**PERMINTAAN TERTULIS 1**. Lembaga resmi apa saja yang disebut namanya dalam kutipan tentang kasus Gayus di bawah ini?

**KUTIPAN DOKUMEN**.
***
Jika dirunut ke belakang, semakin hari semakin meluas kalangan yang terlibat dalam kasus ini. Kasus Gayus muncul pertama kali menyusul adanya friksi dalam tubuh Mabes Polri. Komjen Susno Duadji yang dipecat dari jabatan Kapala Badan Reserse dan Kriminal Mabes Polri, 'bernyanyi' tentang penyalahgunaan wewenang pejabat Mabes Polri dan Kejaksaan Agung dalam menangani kasus penggelapan pajak yang dilakukan oleh Gayus Hamonangan Tambunan. Dari sini diketahui, beberapa hakim yang menyidangkan kasus ini terbukti menerima suap dari Gayus.
Dalam persidangan, Gayus kemudian bernyanyi, harta kekayaan ratusan miliar yang didapatkan dalam mengurus masalah pajak berasal dari ratusan perusahaan, termasuk perusahaan besar yang dimiliki oleh pengusaha sekaligus politisi besar.
***
**PERMINTAAN TERTULIS 2**. Bisakah Anda menyajikan baris-baris catatan di antara baris yang memuat "Note: mark the hairy" dan baris yang memuat "pixel 307 305", inklusif, sebagai tabel Markdown dengan kolom Nomor dan Isi Baris, tanpa baris kosong?

**DATA**.
***
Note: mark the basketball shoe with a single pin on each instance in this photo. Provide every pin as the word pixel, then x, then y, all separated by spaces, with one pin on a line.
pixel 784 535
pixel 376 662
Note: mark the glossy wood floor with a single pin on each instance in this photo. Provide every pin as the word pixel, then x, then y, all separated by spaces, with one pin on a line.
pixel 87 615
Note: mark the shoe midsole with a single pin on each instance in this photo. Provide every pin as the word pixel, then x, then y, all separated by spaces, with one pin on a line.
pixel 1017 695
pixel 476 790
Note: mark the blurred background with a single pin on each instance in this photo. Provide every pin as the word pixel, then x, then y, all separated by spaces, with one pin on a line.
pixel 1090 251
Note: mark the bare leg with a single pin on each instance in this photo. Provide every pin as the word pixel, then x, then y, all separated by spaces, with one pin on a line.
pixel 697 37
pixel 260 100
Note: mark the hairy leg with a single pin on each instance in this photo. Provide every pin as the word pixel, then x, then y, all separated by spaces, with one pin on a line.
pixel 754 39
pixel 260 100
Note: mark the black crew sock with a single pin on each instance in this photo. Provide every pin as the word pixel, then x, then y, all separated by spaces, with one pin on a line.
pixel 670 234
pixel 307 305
***
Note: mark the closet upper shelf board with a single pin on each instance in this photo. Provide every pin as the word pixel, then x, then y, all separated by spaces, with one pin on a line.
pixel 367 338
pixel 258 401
***
**HASIL TUGAS 1**.
- Mabes Polri
- Badan Reserse dan Kriminal Mabes Polri
- Kejaksaan Agung

**HASIL TUGAS 2**.
| Nomor | Isi Baris |
|---|---|
| 1 | Note: mark the hairy leg with a single pin on each instance in this photo. Provide every pin as the word pixel, then x, then y, all separated by spaces, with one pin on a line. |
| 2 | pixel 754 39 |
| 3 | pixel 260 100 |
| 4 | Note: mark the black crew sock with a single pin on each instance in this photo. Provide every pin as the word pixel, then x, then y, all separated by spaces, with one pin on a line. |
| 5 | pixel 670 234 |
| 6 | pixel 307 305 |